--- Start of ENTRIES PROVIDED ---

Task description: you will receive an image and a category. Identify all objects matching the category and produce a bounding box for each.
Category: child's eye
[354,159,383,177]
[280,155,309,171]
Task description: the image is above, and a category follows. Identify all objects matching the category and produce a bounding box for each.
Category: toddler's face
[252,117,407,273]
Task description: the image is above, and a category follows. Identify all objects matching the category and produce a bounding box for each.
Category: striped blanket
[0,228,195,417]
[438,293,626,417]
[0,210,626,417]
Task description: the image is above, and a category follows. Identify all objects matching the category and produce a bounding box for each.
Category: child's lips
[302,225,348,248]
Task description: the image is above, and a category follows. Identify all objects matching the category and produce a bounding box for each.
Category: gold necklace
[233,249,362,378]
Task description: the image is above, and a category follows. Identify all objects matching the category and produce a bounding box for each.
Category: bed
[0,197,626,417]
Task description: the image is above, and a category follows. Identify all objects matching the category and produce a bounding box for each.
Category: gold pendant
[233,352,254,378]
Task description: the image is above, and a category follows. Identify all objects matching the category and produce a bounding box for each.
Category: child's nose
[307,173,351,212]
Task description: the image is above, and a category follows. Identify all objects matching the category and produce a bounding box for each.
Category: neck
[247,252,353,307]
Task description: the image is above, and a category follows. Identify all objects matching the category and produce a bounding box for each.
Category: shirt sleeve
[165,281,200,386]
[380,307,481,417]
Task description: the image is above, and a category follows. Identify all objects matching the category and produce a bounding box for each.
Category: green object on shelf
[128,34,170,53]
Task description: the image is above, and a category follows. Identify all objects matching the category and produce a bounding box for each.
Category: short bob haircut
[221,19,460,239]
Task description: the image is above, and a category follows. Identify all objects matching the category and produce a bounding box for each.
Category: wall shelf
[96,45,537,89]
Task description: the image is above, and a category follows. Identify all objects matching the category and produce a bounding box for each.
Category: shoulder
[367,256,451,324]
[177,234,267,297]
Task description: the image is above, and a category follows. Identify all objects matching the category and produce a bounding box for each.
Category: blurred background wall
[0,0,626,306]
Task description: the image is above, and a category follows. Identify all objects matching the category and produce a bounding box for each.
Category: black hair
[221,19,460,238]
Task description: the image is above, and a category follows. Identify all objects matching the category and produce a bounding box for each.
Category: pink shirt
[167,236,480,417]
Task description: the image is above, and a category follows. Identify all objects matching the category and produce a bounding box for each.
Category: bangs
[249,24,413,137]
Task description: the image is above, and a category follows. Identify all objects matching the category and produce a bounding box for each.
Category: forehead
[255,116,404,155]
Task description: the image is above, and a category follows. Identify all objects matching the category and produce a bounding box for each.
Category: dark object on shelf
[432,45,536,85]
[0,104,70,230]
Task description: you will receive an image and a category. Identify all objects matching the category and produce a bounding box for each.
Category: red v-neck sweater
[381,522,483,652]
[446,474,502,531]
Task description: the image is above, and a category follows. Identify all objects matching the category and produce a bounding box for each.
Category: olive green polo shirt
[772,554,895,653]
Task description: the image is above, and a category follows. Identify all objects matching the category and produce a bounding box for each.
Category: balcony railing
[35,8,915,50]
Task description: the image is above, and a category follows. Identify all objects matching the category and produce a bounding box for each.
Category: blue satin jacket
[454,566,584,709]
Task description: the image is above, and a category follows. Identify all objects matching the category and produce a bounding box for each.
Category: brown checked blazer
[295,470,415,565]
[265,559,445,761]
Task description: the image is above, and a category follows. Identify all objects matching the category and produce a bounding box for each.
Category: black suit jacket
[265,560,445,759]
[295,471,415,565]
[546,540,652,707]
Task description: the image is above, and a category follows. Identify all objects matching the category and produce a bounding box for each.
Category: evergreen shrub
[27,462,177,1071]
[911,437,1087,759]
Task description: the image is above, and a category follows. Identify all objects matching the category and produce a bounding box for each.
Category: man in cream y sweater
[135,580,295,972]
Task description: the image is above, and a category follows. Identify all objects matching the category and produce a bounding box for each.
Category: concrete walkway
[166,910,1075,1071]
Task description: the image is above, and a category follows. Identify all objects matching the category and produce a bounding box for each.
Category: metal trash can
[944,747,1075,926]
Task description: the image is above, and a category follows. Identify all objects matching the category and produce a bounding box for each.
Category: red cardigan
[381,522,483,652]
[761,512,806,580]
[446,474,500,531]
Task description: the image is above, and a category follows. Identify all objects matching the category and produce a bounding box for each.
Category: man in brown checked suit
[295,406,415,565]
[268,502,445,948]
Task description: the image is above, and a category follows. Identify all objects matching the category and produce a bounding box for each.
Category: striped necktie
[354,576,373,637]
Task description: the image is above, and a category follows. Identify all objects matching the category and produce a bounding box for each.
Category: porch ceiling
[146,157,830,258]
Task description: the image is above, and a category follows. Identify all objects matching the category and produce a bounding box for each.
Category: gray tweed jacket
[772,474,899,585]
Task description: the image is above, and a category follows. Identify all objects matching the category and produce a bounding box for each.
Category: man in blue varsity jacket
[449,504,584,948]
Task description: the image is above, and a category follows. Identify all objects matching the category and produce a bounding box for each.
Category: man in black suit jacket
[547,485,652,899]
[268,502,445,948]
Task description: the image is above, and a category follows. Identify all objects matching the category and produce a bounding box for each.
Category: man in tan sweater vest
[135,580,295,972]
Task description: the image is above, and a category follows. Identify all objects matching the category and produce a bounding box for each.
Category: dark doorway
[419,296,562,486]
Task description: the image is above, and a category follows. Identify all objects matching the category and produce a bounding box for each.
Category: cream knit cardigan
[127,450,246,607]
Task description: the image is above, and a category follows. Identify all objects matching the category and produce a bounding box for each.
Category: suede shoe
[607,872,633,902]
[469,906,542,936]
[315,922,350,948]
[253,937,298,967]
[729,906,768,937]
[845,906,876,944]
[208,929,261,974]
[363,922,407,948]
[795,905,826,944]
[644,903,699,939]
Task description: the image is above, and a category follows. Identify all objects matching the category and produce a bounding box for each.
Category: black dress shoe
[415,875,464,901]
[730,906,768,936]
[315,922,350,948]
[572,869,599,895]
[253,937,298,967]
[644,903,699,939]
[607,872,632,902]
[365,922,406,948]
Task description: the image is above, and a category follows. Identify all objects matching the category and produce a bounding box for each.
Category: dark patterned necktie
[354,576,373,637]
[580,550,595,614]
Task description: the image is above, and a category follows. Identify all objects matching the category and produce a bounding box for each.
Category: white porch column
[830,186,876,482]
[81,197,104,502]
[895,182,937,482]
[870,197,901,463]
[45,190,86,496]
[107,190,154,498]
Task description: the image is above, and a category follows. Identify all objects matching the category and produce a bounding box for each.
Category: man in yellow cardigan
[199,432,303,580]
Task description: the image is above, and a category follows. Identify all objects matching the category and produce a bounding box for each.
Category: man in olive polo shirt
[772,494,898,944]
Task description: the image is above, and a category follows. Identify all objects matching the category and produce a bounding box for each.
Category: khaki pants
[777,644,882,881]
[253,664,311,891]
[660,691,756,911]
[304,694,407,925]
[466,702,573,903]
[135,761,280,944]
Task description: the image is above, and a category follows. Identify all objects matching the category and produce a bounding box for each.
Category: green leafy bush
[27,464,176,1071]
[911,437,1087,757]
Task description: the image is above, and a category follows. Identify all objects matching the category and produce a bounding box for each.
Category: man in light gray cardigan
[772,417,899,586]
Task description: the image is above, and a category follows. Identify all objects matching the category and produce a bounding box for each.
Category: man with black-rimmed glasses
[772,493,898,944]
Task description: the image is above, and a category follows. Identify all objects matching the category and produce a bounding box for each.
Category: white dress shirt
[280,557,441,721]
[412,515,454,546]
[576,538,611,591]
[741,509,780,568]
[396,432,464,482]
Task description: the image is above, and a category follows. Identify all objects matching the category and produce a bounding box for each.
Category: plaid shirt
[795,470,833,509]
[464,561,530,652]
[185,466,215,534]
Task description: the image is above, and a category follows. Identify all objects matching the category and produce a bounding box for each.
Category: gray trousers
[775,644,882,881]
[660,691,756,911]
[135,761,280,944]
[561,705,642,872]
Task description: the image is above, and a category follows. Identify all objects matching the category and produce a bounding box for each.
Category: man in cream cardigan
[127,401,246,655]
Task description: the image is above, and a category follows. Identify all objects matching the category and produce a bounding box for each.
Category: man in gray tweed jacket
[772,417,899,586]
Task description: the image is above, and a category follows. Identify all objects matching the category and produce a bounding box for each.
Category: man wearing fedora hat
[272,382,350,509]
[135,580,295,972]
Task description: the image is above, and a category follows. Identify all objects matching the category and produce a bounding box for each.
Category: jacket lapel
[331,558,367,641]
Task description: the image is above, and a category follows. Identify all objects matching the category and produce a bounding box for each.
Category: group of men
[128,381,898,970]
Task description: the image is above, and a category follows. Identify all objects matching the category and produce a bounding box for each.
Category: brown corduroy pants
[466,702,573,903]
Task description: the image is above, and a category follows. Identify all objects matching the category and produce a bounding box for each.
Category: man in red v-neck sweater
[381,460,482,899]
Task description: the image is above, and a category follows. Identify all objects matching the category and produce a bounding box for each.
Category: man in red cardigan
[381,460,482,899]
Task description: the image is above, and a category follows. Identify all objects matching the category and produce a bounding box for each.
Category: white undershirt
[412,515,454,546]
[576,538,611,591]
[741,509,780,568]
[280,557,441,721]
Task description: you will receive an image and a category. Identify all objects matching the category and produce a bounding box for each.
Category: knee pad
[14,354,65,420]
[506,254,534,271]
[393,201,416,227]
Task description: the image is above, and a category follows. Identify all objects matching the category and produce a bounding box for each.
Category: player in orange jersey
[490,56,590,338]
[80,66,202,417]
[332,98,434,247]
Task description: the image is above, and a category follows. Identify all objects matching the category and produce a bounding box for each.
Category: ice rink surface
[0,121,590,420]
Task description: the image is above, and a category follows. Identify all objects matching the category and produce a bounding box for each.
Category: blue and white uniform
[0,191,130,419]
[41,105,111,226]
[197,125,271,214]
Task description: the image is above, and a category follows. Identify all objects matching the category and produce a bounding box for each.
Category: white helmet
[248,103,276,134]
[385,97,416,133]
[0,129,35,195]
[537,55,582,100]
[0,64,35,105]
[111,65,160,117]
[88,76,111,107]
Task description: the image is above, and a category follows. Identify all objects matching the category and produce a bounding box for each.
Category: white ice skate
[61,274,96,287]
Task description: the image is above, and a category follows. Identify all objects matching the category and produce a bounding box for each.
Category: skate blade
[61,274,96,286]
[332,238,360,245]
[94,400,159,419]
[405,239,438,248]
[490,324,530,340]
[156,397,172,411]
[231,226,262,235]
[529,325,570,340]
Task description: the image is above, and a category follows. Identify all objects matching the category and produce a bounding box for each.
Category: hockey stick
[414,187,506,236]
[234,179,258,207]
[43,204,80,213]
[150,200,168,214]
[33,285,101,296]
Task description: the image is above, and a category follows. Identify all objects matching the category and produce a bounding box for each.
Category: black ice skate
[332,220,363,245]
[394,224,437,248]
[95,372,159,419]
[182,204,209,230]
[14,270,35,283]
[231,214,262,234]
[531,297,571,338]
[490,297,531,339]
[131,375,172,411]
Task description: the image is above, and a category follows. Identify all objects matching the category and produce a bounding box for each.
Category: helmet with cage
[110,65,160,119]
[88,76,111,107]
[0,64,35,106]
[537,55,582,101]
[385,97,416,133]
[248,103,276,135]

--- End of ENTRIES PROVIDED ---

Rewrite the lines starting at the first one and ending at the one holding "[247,252,353,307]", keeping every line in place, including the task and category lines, but multiplying each box coordinate by 1.65 and rounding to the nearest whole number, with halves rounded up.

Task description: you will receive an image and a category. Identify all objects matching the category and produce a bounding box for each.
Category: child's eye
[584,262,632,292]
[462,256,510,282]
Task description: the image is above, and a category follows. Identify all objects matching the category and produce a bounding box for each.
Category: toddler's face
[416,193,672,450]
Task description: the image is above, and a category follows. Identify all objects matching the category and produce a bounding box for each.
Category: striped blanket
[0,376,322,688]
[723,483,1033,688]
[0,347,1033,688]
Task description: the image is above, and a category follows. Identify all objects matching the category and produce a bounding box for each.
Category: child's lips
[498,371,574,409]
Task description: the image is above, and a category follows. Identify all objects matching the category and produce a bounding box for each.
Category: gold necklace
[384,411,597,624]
Task description: the image is above, and a category follows. Identify all objects matching the category and produce a bounding box for each.
Category: bed
[0,325,1033,688]
Task description: the image is above, and a category follows. Identify all objects matching the category and produce a bounding box for each.
Category: gold pendant
[384,581,419,624]
Task description: the image is above, and a category follows. Identify all objects matching the category and produce a bounding box for each.
Category: child's nose
[507,285,579,350]
Task description: the image is above, and a category follows. Identify all objects matching the category and produce a bounding box for each.
Category: neck
[408,416,582,507]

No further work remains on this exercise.